*** Opening Extracted data ***

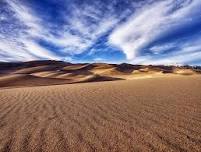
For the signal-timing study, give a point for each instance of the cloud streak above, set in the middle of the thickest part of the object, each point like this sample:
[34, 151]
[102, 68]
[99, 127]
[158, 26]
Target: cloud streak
[150, 23]
[146, 31]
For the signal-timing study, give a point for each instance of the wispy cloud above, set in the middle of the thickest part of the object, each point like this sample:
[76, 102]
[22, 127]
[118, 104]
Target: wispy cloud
[142, 30]
[149, 23]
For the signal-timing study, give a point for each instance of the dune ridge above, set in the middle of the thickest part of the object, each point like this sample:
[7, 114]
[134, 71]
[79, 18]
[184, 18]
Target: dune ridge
[161, 114]
[48, 72]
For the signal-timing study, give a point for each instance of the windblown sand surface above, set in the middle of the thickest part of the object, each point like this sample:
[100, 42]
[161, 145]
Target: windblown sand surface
[158, 114]
[49, 72]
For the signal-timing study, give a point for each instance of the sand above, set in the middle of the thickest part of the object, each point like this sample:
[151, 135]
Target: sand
[155, 114]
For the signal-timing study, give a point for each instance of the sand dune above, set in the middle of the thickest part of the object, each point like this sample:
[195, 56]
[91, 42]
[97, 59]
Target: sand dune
[160, 114]
[37, 73]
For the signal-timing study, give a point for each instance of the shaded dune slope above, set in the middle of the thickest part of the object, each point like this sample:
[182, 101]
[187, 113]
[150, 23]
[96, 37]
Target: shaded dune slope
[161, 114]
[57, 72]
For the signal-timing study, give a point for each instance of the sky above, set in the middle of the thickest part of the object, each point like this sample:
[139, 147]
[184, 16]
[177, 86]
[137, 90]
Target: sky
[111, 31]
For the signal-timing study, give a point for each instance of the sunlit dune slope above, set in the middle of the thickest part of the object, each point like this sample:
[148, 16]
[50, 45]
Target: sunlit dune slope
[57, 72]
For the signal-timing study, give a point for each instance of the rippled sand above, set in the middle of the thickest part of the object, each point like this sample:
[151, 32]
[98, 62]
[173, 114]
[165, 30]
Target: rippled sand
[156, 114]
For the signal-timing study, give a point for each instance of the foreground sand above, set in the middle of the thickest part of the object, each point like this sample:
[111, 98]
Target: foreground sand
[159, 114]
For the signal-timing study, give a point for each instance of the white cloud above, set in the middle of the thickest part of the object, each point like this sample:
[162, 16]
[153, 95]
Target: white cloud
[148, 23]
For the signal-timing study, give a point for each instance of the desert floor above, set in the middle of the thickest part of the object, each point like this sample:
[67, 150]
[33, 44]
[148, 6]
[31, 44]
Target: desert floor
[156, 114]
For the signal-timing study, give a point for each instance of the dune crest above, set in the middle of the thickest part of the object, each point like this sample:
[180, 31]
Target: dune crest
[37, 73]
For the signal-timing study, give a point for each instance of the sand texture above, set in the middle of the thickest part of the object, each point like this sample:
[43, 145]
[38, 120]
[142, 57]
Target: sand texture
[157, 114]
[45, 73]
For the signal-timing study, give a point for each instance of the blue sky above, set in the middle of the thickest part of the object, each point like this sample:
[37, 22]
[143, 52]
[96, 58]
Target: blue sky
[113, 31]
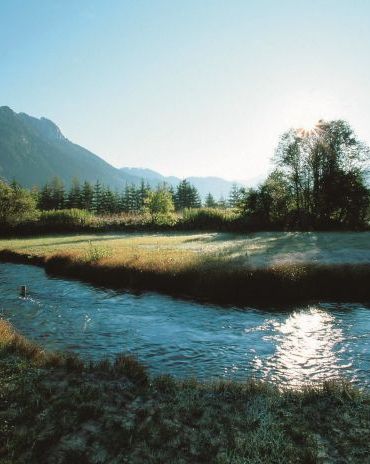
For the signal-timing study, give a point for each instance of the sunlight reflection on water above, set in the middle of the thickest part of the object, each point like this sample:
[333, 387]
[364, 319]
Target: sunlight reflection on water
[305, 353]
[291, 347]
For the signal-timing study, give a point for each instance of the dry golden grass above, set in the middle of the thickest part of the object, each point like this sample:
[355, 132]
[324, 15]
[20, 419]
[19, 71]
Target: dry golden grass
[222, 267]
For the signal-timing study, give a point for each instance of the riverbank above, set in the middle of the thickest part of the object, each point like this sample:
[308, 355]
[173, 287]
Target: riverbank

*** Closing Extracted data ***

*Problem*:
Could you reproduce the records above exactly, leaving out every picture?

*Task result*:
For the signal-timing study, give a point for each instance of the cloud streak above, set in the middle of the thickest part of the object, each point like this sample:
[34, 151]
[102, 68]
[99, 127]
[158, 26]
Target: cloud streak
[150, 23]
[146, 31]
For the signal-timing study, give a point for each instance of the wispy cloud above, set in the middle of the thickest part of the object, each point like this sample:
[76, 102]
[22, 127]
[118, 104]
Target: wispy cloud
[142, 30]
[149, 23]
For the signal-timing study, give a point for each instance of the dune ridge above, set in the middle of the thickest part of the object, each point like this sample:
[7, 114]
[134, 71]
[79, 18]
[184, 18]
Target: dune ridge
[161, 114]
[48, 72]
For the signal-timing study, give a point for each instance of the windblown sand surface above, set in the middle of the thickest part of the object, each point like this sample:
[100, 42]
[161, 145]
Target: windblown sand surface
[158, 114]
[49, 72]
For the signal-timing study, give a point for each instance of the sand above, set in the middle of the thickest part of the object, each point like this sample:
[151, 135]
Target: sand
[155, 114]
For the signal-timing study, give a point for each instance of the sand dune above, set in the middle of the thickest part of the object, each point like this sample:
[195, 56]
[91, 42]
[97, 59]
Target: sand dune
[160, 114]
[37, 73]
For the signal-timing study, give a point for each instance of the shaded dune slope above, set in the middle of the thickest part of the object, each point like this sample:
[182, 101]
[187, 113]
[150, 23]
[96, 37]
Target: shaded dune slope
[161, 114]
[57, 72]
For the signal-timing study, give a point for each instance of the sky above, set in the middle of the thickest part of the object, each point like this sample:
[139, 147]
[184, 16]
[177, 86]
[137, 90]
Target: sky
[111, 31]
For the signal-timing study, give a point for each instance of the sunlit dune slope above, set in the middle of the thickest part of the object, each point like this sample:
[148, 16]
[50, 45]
Target: sunlit dune slope
[57, 72]
For the signal-timing study, give a point for each instance of the rippled sand above, set in the middle of the thickest part of the object, each point like this sample:
[151, 32]
[98, 62]
[173, 114]
[165, 30]
Target: rippled sand
[156, 114]
For the signal-timing study, give a point for each instance of the foreground sand above, set in the middle of the thickest part of the object, each point like this sample:
[111, 98]
Target: foreground sand
[159, 114]
For the signal-timing study, give a point for each instance of the white cloud above, set in the middle of the thickest part of the object, each point like this sample:
[162, 16]
[153, 95]
Target: white cloud
[148, 23]
For the signal-timing study, give a point for each instance of the desert floor above, set in the middle of the thickest part of the object, each point like this sample:
[67, 150]
[33, 44]
[148, 6]
[31, 44]
Target: desert floor
[156, 114]
For the signal-timing study, give a point for each instance of the dune crest above, set in the middle of the thickest part of the object, each point like this sample:
[180, 31]
Target: dune crest
[37, 73]
For the signal-timing study, give a point for each instance of the sand texture above, set in the middle of the thickest part of the object, each point like this sample:
[43, 145]
[38, 120]
[142, 57]
Target: sand texture
[157, 114]
[45, 73]
For the signal-timing study, give a point for each instance of the blue sky above, set in the middle of the thickest part of the object, each point like this sample:
[37, 22]
[143, 52]
[96, 58]
Target: blue sky
[113, 31]
For the signal-timing study, give a point for each instance of the sunlight reflection on water above, set in the middle of the thickest part of the object, each point like this sample:
[333, 387]
[364, 319]
Target: sunlight reflection on water
[305, 353]
[291, 347]
For the signal-timing study, give a point for each instance of the dry golden grass above, set in the middle of the thickest part of the object, each point like this sample:
[355, 132]
[324, 15]
[20, 419]
[19, 71]
Target: dry golden grass
[222, 267]
For the signal-timing study, give a point for each instance of the riverbank above, set in the middle of the thickest part of the object, each point like this sample:
[308, 355]
[173, 287]
Target: riverbank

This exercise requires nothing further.